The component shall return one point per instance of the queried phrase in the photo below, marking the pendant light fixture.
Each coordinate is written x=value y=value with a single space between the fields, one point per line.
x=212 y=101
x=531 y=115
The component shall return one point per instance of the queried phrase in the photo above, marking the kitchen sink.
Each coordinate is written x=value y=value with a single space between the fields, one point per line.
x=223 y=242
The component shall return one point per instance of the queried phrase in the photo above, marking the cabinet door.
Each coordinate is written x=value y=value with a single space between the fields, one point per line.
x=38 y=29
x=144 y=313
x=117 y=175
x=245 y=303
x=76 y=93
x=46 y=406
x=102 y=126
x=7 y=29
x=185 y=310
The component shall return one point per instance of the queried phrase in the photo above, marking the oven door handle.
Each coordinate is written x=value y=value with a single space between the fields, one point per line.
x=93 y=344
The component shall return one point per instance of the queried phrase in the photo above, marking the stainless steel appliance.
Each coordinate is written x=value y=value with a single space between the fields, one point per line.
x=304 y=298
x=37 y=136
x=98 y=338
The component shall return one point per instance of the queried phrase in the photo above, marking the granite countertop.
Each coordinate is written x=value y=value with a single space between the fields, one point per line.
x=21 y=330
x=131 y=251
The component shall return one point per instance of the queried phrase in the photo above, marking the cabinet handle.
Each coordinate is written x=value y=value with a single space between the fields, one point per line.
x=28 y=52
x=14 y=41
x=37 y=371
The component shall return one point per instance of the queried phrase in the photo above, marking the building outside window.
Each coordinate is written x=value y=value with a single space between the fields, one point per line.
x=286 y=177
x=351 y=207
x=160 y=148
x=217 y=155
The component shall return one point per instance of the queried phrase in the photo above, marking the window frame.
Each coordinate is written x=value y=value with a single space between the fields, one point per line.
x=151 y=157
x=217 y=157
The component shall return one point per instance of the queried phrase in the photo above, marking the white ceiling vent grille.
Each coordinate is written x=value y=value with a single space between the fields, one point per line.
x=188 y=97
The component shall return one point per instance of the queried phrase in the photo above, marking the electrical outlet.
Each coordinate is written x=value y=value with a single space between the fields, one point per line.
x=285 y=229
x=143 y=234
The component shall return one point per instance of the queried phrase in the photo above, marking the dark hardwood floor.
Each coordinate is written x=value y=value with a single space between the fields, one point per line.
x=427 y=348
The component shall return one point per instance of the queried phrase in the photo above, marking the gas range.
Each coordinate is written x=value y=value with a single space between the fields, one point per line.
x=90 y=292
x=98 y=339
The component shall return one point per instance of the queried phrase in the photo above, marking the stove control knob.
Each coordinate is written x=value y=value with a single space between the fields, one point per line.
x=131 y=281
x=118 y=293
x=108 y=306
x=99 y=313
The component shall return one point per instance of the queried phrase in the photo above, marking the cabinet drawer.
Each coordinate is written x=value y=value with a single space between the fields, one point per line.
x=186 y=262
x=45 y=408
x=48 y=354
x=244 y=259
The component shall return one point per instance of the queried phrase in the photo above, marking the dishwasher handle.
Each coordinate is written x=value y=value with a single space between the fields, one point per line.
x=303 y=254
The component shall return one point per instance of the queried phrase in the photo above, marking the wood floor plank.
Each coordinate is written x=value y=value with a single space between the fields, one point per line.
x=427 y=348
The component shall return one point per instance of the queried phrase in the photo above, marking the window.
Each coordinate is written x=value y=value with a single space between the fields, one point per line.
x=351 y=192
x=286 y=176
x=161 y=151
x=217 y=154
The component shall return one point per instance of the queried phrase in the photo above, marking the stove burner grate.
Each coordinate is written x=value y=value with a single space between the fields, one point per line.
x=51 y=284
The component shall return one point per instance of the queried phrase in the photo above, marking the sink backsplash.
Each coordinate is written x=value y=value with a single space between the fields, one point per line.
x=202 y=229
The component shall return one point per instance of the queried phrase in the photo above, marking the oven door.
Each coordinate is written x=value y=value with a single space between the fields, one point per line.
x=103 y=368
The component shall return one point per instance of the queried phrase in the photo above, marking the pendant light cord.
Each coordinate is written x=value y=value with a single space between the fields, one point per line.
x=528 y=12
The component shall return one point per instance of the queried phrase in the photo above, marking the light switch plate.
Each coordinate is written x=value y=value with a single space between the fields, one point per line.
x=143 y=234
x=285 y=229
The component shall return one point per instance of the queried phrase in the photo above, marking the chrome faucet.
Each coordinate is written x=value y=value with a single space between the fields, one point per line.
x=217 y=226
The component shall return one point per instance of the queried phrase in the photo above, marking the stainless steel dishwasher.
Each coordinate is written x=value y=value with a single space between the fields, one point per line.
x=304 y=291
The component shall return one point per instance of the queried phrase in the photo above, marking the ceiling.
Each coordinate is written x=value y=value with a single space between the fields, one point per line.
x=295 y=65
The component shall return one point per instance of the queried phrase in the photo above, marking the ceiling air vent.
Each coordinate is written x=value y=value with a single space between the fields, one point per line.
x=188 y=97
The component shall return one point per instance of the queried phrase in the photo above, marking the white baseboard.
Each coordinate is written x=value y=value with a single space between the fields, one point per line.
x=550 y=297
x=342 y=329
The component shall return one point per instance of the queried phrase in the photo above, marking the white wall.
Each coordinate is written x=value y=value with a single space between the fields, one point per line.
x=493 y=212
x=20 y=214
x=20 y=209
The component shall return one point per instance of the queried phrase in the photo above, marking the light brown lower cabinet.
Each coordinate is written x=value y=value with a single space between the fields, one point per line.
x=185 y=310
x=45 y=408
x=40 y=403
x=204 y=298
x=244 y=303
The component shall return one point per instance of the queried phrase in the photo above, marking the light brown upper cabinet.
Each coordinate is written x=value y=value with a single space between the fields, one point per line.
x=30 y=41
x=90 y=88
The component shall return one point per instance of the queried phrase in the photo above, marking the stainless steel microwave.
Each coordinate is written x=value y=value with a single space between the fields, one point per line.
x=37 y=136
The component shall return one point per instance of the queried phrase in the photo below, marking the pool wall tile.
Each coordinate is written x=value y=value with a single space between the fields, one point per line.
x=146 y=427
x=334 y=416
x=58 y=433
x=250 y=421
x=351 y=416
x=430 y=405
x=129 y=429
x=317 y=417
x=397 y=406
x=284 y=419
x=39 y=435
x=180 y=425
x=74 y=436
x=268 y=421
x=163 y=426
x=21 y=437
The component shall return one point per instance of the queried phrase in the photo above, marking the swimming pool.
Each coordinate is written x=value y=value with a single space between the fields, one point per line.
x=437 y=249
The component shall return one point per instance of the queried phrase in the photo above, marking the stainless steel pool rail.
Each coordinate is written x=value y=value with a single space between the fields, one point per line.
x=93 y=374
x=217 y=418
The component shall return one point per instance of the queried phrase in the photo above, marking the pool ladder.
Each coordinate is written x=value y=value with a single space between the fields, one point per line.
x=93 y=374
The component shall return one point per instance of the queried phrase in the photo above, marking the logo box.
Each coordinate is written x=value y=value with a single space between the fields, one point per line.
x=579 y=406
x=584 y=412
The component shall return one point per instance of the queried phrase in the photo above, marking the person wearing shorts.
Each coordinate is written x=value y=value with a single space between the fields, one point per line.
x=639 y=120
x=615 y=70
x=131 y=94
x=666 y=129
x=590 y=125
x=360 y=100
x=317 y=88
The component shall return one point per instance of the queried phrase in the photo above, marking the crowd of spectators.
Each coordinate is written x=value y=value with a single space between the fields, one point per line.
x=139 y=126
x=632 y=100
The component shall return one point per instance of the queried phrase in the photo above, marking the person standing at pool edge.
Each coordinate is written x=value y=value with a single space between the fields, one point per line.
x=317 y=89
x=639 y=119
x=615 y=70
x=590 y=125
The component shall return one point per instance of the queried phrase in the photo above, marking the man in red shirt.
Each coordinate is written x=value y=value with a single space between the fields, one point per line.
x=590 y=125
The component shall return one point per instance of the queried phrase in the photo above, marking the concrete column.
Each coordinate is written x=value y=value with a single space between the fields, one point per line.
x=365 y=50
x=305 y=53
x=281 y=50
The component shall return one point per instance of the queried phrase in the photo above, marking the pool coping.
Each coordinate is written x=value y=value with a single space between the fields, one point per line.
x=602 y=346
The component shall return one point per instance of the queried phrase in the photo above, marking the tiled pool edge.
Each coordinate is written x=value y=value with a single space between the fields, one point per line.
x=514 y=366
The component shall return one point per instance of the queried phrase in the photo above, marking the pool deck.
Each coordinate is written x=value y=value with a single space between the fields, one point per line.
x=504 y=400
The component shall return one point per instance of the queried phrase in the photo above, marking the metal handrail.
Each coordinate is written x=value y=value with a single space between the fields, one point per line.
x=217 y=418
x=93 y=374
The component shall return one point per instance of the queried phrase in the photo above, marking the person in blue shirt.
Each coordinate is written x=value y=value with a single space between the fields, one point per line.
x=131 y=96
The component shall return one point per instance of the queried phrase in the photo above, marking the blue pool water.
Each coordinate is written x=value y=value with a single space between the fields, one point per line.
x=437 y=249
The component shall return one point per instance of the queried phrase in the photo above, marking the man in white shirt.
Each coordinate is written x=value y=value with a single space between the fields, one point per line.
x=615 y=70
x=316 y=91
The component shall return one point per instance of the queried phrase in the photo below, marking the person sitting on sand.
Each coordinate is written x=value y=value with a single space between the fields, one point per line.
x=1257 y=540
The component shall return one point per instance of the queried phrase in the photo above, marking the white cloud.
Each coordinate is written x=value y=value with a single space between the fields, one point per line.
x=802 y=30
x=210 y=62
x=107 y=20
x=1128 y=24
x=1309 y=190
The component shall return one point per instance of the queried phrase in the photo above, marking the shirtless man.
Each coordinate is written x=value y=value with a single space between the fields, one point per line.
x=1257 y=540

#### [AIM]
Copy the data above without any changes, from the line that contains "building outside window." down to the line that contains "x=217 y=155", with both of those lines included.

#### [THE RESULT]
The component shall return one point per instance of the queried phrase in the photo above, marking the building outside window.
Each coordinate is written x=value y=value with a single space between the fields, one point per line.
x=286 y=177
x=351 y=207
x=160 y=148
x=217 y=155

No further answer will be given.